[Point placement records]
===

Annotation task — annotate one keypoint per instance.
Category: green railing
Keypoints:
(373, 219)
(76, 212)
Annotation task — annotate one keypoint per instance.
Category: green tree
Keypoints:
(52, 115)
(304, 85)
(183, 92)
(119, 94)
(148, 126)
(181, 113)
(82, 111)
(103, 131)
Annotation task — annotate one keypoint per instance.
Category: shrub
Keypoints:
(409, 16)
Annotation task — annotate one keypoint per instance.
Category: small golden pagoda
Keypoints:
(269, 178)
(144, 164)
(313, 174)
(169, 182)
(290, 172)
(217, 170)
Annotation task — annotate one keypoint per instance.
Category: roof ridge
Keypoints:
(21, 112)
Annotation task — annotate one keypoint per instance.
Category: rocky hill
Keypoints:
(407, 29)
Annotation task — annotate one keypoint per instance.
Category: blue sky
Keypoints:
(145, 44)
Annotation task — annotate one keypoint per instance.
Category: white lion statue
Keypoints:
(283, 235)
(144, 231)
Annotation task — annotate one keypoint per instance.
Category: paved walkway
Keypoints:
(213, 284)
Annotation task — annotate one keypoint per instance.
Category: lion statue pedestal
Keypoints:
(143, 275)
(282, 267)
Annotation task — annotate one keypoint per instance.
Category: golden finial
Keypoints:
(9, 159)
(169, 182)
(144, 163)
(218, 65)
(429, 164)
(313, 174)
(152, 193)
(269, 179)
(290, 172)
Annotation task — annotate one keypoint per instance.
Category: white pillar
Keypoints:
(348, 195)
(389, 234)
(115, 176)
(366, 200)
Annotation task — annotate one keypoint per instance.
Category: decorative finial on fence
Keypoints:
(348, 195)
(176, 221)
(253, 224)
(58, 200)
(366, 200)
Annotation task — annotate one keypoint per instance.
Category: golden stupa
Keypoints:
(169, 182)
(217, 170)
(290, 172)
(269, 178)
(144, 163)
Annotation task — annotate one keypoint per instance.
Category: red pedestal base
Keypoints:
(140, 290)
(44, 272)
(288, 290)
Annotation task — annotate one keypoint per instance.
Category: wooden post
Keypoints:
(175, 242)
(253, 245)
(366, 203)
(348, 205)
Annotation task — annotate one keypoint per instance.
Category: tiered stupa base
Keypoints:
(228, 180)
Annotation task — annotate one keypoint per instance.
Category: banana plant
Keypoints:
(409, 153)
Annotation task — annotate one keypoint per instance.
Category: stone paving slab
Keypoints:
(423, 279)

===

Goal:
Count the lines of the listing above that contain the string "pedestal", treating uppercase and lowercase letters as distinct. Give only the number.

Solution below:
2